** Start Data entries **

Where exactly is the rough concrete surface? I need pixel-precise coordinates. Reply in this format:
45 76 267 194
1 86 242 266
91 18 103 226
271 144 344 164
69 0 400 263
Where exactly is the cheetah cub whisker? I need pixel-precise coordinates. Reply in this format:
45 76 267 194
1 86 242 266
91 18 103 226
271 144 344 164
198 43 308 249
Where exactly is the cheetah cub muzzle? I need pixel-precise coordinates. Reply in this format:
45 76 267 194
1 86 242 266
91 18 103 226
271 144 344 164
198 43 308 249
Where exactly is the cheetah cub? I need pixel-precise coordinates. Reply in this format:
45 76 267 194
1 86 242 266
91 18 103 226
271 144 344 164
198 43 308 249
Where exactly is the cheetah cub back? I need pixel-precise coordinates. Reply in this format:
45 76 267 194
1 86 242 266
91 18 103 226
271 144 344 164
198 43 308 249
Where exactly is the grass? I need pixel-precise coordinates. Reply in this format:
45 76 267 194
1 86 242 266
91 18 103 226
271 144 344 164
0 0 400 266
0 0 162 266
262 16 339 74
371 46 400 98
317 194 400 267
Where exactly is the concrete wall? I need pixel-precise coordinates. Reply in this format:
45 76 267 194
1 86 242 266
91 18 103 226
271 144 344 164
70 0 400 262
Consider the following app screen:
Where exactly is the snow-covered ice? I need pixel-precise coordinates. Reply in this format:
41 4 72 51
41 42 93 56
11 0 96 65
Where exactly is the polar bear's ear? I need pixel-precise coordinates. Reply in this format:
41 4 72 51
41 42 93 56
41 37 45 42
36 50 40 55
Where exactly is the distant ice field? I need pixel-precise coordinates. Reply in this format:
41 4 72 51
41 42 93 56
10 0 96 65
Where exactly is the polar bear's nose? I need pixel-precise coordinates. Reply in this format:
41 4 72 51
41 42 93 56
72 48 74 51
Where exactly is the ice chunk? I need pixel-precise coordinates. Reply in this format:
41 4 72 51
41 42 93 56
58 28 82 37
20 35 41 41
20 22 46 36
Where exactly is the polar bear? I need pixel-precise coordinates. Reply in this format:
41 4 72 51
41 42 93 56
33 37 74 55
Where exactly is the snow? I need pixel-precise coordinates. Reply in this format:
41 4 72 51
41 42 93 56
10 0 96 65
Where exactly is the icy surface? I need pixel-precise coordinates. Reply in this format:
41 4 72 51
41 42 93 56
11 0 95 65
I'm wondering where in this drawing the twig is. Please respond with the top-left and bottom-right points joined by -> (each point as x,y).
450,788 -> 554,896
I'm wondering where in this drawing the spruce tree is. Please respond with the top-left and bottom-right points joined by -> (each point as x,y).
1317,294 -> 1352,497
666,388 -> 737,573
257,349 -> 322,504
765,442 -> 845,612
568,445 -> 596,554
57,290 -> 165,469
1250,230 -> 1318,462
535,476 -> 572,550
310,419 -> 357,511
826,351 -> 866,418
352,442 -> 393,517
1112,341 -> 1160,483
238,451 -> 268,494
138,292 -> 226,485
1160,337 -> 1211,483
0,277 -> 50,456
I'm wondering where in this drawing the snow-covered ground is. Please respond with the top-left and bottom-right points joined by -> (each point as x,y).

** End Data entries **

Objective: Scale the part of the listing that opens with the line containing "Where exactly is the cheetah cub?" and closes with the line containing "317 194 400 267", both ends included, repeating every line with its requests. Multiply each bounding-box coordinate in the answers by 0.5 and round to whole numbers with halves going up, leaving the requests and their format samples unchanged.

The solution:
Where exactly is the cheetah cub? I need pixel-precise coordinates. Reply in this format:
45 76 267 194
1 86 242 266
91 18 103 226
271 144 344 164
99 22 154 125
Where exactly is the cheetah cub back? I need pixel-precise coordinates. Reply in this format:
45 76 267 194
1 86 242 266
91 18 103 226
271 144 344 164
99 22 154 125
Where exactly is the grass? I need pixel-precise coordinates. Reply in this format:
45 76 267 194
1 86 242 266
91 18 103 226
271 144 344 164
0 0 200 133
0 0 81 133
131 8 170 37
186 23 200 49
159 97 200 134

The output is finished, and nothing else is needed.